### Task details
Rewrite the rows between the line containing "target | lamp base" and the line containing "(1206, 318)", inclusive, changing "throw pillow" to "accent pillow" and leaving everything else unchanged. Omit the pictures from your answer.

>> BEGIN The records

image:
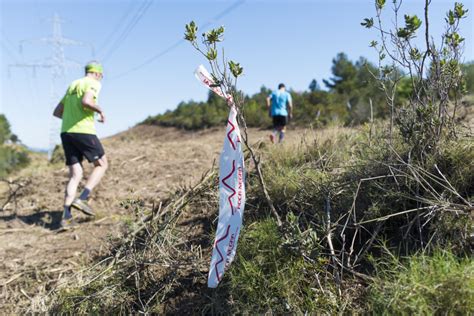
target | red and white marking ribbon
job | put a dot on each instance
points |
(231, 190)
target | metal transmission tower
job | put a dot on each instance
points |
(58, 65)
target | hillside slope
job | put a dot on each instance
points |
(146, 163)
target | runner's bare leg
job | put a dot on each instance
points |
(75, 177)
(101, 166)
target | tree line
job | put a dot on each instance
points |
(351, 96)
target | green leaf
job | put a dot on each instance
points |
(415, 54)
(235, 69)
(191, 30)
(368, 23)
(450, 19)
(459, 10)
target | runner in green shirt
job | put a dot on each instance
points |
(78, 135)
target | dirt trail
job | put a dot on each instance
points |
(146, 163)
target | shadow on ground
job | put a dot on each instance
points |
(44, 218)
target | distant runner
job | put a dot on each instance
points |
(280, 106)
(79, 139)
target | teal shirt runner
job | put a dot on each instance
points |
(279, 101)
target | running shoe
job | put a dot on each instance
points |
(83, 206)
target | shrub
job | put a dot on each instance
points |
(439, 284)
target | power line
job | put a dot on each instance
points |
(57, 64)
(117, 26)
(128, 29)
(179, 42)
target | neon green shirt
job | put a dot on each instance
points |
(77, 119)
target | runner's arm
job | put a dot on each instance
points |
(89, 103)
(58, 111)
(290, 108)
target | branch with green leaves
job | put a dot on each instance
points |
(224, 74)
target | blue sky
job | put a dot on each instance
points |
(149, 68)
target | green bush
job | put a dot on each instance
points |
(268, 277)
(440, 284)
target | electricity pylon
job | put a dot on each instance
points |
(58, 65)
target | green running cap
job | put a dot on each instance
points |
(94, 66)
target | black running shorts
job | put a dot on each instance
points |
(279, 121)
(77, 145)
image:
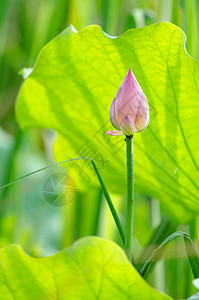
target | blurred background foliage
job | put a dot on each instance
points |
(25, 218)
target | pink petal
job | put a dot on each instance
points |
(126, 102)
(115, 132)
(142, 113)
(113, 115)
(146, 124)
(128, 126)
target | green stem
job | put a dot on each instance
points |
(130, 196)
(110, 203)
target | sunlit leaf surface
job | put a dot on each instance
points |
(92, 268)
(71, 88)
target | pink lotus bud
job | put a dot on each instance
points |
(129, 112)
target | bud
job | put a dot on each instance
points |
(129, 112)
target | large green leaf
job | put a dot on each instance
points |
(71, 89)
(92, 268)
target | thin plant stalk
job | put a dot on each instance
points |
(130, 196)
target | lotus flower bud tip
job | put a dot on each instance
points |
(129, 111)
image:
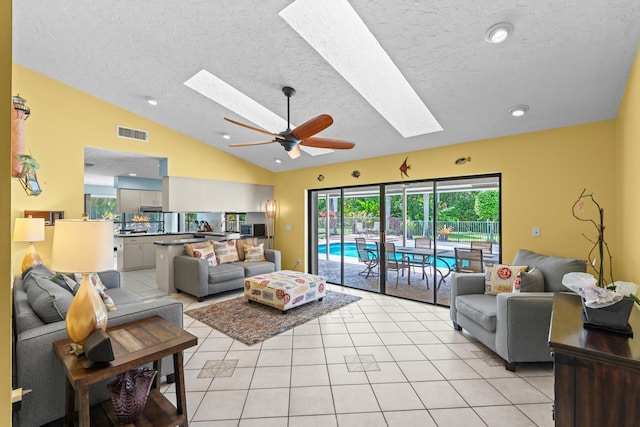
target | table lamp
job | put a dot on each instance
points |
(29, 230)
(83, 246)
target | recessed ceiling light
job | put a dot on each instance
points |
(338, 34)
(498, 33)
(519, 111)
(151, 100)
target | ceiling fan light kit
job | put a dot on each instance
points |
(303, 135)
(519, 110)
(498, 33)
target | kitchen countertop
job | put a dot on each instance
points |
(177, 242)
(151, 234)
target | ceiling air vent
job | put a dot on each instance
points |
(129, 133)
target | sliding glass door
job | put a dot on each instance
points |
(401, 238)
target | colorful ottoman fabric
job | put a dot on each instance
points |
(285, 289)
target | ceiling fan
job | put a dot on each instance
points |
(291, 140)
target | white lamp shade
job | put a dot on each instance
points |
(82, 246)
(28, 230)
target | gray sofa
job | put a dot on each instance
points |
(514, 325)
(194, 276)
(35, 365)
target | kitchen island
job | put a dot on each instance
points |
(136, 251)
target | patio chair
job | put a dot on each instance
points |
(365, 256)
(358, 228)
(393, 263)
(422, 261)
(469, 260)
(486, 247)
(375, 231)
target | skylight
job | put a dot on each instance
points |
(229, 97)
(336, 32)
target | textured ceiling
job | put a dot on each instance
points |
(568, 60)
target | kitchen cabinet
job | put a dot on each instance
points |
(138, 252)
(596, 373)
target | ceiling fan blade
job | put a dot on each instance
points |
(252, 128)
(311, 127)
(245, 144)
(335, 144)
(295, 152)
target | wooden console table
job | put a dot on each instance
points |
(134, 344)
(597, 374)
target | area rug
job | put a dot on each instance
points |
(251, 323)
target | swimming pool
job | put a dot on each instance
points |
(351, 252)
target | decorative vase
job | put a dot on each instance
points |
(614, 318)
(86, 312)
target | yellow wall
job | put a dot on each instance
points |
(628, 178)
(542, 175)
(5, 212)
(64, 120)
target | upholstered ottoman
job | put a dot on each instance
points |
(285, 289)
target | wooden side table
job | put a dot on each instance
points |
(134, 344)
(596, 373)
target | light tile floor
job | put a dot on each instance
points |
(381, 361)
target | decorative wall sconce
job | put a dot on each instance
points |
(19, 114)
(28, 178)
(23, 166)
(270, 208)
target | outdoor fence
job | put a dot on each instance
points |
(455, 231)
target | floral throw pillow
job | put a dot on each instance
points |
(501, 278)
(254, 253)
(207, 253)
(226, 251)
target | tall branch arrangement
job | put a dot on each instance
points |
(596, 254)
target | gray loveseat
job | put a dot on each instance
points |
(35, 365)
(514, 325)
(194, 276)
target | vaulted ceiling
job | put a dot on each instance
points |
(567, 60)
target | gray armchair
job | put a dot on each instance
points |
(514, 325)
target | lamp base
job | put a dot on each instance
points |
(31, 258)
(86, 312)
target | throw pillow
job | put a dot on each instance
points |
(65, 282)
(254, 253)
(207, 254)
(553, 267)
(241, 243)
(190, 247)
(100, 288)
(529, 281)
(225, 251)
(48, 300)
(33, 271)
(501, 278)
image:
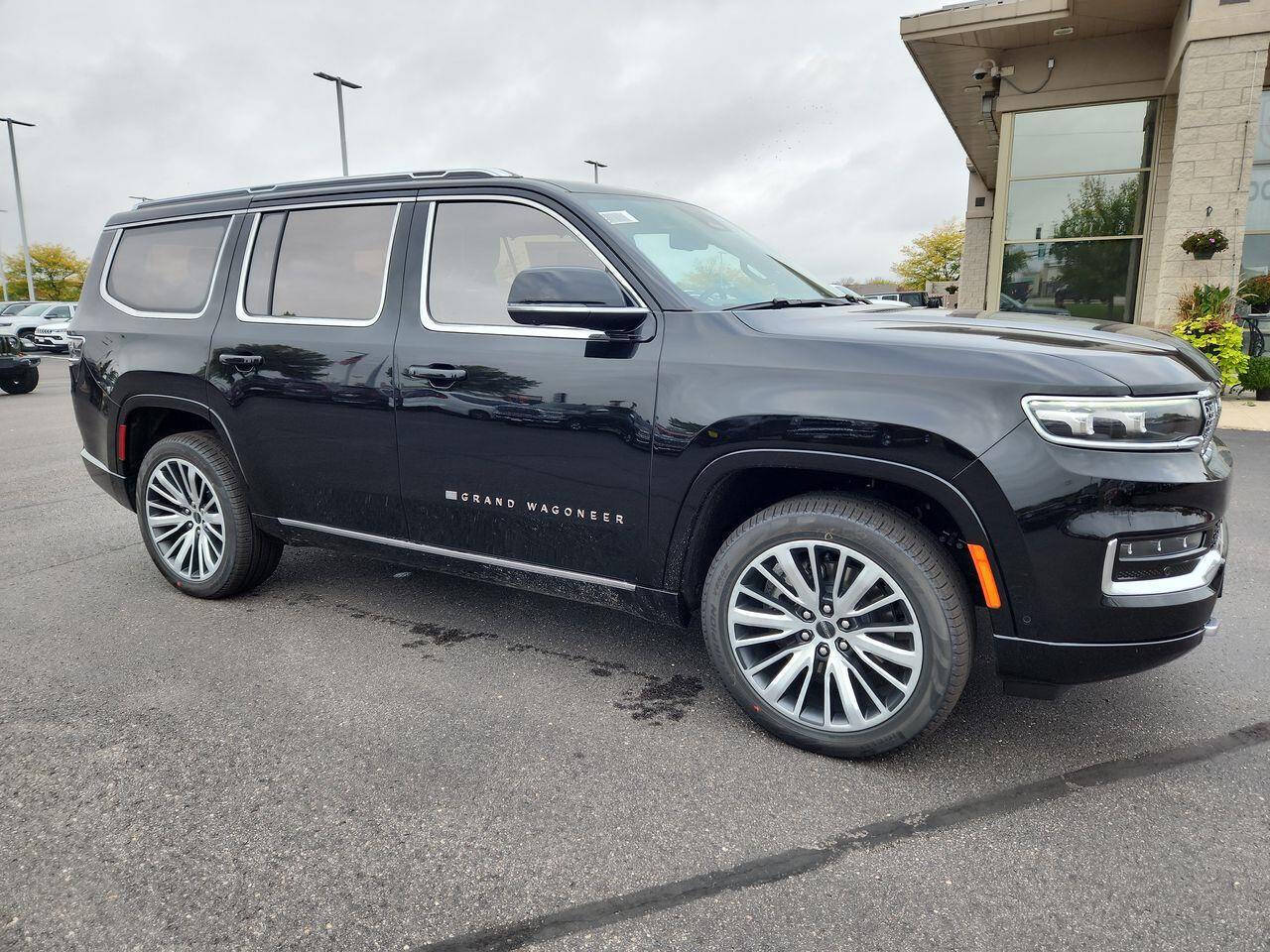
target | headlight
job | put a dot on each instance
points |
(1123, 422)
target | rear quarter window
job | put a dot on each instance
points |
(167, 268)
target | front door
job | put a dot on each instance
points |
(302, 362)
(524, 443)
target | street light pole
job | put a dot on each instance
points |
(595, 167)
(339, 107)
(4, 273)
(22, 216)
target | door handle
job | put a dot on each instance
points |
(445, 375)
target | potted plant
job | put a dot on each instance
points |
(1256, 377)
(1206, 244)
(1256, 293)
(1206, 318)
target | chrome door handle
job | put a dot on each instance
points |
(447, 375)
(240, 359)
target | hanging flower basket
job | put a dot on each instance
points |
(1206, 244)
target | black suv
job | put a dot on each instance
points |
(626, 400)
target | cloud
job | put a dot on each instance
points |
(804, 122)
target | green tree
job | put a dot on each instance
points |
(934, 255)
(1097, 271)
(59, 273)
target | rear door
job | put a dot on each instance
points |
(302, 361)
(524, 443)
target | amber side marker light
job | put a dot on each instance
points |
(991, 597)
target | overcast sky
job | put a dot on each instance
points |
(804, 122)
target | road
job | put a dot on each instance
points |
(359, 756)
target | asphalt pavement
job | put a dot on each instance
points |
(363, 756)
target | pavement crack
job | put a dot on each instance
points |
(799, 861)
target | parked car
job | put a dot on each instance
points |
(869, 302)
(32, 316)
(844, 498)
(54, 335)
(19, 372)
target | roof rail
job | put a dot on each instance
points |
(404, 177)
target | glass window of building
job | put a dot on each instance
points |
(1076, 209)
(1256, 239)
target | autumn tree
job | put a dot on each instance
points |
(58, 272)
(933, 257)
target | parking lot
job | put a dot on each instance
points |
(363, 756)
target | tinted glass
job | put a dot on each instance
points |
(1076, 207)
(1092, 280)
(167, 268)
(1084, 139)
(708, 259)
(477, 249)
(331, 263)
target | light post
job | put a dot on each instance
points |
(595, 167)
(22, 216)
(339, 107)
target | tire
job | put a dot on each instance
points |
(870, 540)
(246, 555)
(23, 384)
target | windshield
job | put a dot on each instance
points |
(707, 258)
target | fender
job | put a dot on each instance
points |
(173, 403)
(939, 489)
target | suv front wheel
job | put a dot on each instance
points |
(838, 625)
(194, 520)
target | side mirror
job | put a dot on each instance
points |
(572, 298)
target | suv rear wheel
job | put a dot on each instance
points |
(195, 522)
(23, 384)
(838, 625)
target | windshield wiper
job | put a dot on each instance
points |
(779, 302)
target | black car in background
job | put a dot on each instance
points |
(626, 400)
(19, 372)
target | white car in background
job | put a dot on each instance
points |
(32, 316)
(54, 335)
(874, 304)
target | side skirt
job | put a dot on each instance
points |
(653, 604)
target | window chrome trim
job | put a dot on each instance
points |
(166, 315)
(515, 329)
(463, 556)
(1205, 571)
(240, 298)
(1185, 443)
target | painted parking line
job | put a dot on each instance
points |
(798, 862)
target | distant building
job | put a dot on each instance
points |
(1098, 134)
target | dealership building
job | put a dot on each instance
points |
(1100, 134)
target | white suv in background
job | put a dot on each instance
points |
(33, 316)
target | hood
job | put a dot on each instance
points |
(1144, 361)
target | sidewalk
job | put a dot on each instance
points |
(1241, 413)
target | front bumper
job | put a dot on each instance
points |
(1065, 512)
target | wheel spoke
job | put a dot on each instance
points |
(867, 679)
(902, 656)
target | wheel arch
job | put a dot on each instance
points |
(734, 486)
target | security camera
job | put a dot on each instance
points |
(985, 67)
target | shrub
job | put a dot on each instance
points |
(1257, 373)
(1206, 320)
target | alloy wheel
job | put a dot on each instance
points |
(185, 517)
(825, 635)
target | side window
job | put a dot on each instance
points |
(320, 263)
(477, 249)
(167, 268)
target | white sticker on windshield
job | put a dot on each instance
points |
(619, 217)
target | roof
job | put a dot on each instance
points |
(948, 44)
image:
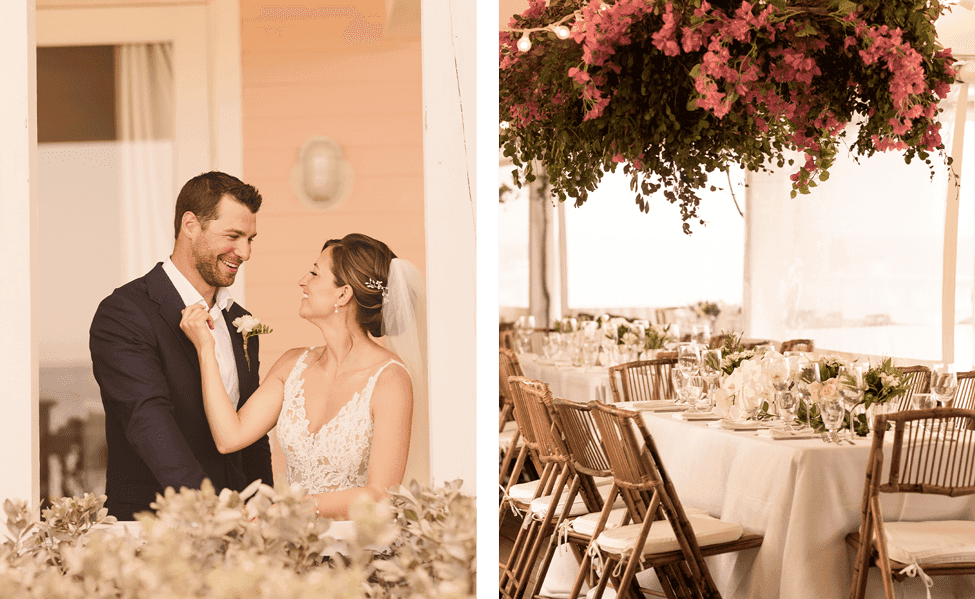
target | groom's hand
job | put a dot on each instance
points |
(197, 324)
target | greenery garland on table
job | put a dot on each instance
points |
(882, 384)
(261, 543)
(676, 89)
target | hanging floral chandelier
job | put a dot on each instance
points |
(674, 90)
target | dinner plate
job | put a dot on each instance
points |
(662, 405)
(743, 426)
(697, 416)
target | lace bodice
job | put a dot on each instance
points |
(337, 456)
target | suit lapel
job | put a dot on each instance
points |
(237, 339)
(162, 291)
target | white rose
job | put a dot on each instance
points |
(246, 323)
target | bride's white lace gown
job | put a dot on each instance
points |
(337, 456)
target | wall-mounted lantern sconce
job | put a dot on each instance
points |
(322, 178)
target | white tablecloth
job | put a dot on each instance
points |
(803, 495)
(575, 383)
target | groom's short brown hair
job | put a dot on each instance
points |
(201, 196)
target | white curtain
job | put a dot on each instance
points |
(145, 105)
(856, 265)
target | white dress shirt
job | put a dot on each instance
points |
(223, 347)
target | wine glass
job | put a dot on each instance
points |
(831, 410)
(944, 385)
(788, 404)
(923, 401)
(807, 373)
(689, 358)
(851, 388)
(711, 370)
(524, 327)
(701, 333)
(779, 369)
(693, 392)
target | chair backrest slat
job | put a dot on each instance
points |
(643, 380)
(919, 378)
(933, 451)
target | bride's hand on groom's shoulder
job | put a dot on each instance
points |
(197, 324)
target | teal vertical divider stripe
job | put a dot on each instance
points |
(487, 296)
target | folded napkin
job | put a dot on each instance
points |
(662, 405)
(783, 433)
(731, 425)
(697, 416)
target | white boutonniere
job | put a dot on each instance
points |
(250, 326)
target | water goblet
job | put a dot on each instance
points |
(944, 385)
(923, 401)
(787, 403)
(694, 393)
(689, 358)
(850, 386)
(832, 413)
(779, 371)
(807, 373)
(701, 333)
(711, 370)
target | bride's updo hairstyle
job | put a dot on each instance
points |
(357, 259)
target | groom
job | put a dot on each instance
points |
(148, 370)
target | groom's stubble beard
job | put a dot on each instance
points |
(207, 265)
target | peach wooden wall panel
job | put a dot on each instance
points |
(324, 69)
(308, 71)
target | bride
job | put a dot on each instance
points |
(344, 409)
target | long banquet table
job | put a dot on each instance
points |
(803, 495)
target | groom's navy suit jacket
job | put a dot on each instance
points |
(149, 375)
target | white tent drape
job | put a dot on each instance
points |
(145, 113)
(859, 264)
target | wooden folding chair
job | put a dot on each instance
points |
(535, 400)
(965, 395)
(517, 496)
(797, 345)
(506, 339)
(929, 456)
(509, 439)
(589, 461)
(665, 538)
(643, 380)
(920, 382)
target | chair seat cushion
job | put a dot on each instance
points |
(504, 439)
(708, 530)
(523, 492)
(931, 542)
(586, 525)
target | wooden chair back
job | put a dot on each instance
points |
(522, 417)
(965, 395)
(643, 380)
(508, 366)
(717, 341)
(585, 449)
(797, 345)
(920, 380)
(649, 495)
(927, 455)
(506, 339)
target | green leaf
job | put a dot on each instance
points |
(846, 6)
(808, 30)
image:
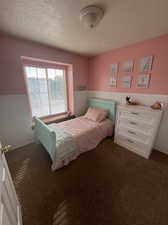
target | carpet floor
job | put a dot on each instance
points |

>> END The records

### Exercise solution
target | lamp base
job | put a dot on each instance
points |
(31, 258)
(86, 312)
target | accent pillow
job | put a dot on each instance
points |
(65, 282)
(254, 253)
(207, 254)
(553, 267)
(241, 243)
(190, 247)
(100, 288)
(529, 281)
(225, 251)
(48, 300)
(33, 271)
(501, 278)
image:
target | headlight
job | put a dot on each instance
points |
(1123, 422)
target | rear quarter window
job | put a dot on each instance
points |
(167, 268)
target | front door
job | put a dot on each instance
points |
(302, 362)
(524, 443)
target | street light pole
job | put a dot on each instance
points |
(595, 167)
(339, 107)
(4, 273)
(22, 216)
target | door handle
job | put a dot on each instance
points |
(445, 375)
target | potted plant
job | put a dot on each instance
points |
(1256, 377)
(1206, 244)
(1256, 293)
(1206, 318)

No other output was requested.